Exercises =>
A) On the falsegreen page, which detection code is the always-true assertion in Python, JavaScript, and Robot?
B) Rewrite the falsegreen page between "Skip to content" and "a dedicated tool.", inclusive, replacing "false confidence" with "misplaced confidence".
C) Continue the falsegreen page after its last sentence.

Supplied text =>
══════════════════════════════
Skip to content

falsegreen

One problem, one tool: the false positive. falsegreen finds tests that pass green without protecting anything. A test goes green because it asserts nothing, asserts something always true, never reaches the assertion, or checks the wrong thing. The code underneath can be broken and the suite still reports success.

A test that tells you a broken program is safe is worse than no test at all. It buys false confidence, and false confidence ships bugs. AI coding assistants produce these tests at scale, which is why the problem is worth a dedicated tool.

This site is the shared reference for the whole family: every detection code, the exact signal each one keys on, and a BAD example next to the CLEAN look-alike so you can see the difference.

It is also a research project. The taxonomy is defensible, the denominator is named, and the threats to validity are stated in the open. See the research foundation.

Browse the catalog How the codes are classified Research foundation

The family

Four tools, one catalog. The three static scanners prove what a parser can see, each in its own language. The skill is the semantic pass that reads intent, and a superset of the three.

Tool Language Technique Install Package
falsegreen Python / pytest AST scan, zero dependencies pip install falsegreen PyPI
falsegreen-js JavaScript / TypeScript TypeScript compiler API npm i -D falsegreen-js · npx falsegreen-js npm
robotframework-falsegreen Robot Framework robot.api model pip install robotframework-falsegreen PyPI
falsegreen-skill Python, TS, JS, Robot semantic LLM pass (J1-J6) npx falsegreen-skill analyze <path> npm · GitHub

Codes share an id where the concept matches across languages: C5 is the always-true assertion in Python, JavaScript, and Robot alike. Language-specific patterns get their own series (JS* for JavaScript, R* for Robot, S* for the semantic pass).

Three layers of false-green

Not every false-green test is visible to a parser. The catalog is organized around where the problem lives, because that decides which tool can catch it.
══════════════════════════════
Dataset extract =>
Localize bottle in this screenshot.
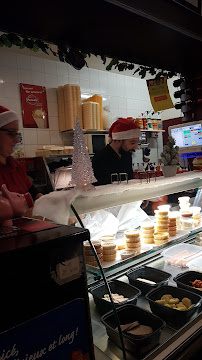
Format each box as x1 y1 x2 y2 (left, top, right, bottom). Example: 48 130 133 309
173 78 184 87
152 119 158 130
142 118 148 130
══════════════════════════════
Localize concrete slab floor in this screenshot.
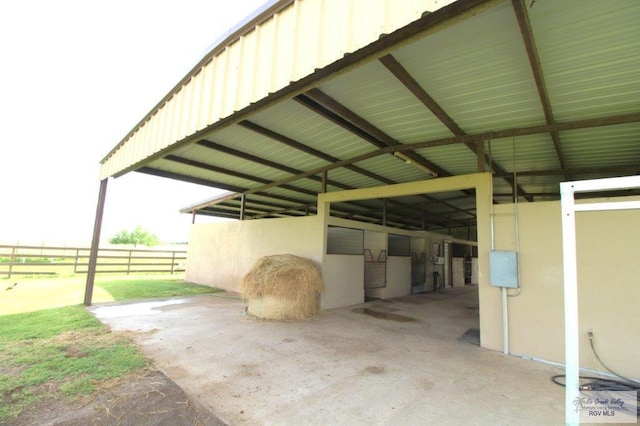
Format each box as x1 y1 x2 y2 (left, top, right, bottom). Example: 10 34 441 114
══════════════════════════════
Responses for each task =>
A) C5

B)
Skip to content

falsegreen

One problem, one tool: the false positive. falsegreen finds tests that pass green without protecting anything. A test goes green because it asserts nothing, asserts something always true, never reaches the assertion, or checks the wrong thing. The code underneath can be broken and the suite still reports success.

A test that tells you a broken program is safe is worse than no test at all. It buys misplaced confidence, and misplaced confidence ships bugs. AI coding assistants produce these tests at scale, which is why the problem is worth a dedicated tool.

C)
  1. Static, per file. The assertion is empty, always true, unreachable, or swallowed. A parser proves it without running anything. This is what the three scanners do.
  2. Project and CI. The file is clean but the suite still lies: a config that lets an empty run pass, a coverage gate that is never enforced, warnings that never become errors. This is the --config-audit mode.
  3. Semantic and runtime. The oracle is circular, the expected value contradicts the spec, the test mocks the very unit it claims to test. No AST sees intent. The skill reads it; a live gate confirms it with mutation testing.

See scope and honesty for what each layer can and cannot prove.

How to read a code

Every entry in the catalog carries the same fields:

  • What it detects - the failure in plain terms.
  • Signal - the concrete syntactic trigger the tool keys on, and when it deliberately holds back to avoid a false positive.
  • BAD / CLEAN - the flagged pattern next to a look-alike that is correct, so the boundary is visible.
  • Judgment (J1-J6) and family (F1-F8) - where the code sits in the taxonomy.
  • Confidence - HIGH blocks, LOW warns, OFF is diagnostic-only.

The guiding rule across the whole family: a false positive is worse than a miss. A tool that cries wolf gets turned off, and a tool that is off protects nothing. Every code is tuned to fire on a real false-green and stay quiet on the look-alike that resembles it.